[BEGIN]
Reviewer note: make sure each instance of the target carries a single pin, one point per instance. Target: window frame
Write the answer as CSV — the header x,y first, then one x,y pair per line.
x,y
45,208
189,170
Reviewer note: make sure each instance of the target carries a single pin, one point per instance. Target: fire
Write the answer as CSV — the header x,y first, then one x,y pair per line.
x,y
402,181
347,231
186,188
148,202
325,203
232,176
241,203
[END]
[BEGIN]
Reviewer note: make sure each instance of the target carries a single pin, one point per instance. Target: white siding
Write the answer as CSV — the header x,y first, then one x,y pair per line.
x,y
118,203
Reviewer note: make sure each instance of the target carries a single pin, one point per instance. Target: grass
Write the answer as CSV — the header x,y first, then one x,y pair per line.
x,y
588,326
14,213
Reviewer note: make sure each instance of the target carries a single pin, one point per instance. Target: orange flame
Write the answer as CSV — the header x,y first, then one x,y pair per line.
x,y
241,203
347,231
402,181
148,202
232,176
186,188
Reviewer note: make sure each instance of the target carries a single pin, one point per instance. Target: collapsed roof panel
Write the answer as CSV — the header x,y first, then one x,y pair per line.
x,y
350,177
[END]
State how many lines in the data above contain the string "sure". Case is significant. Give the number alone.

6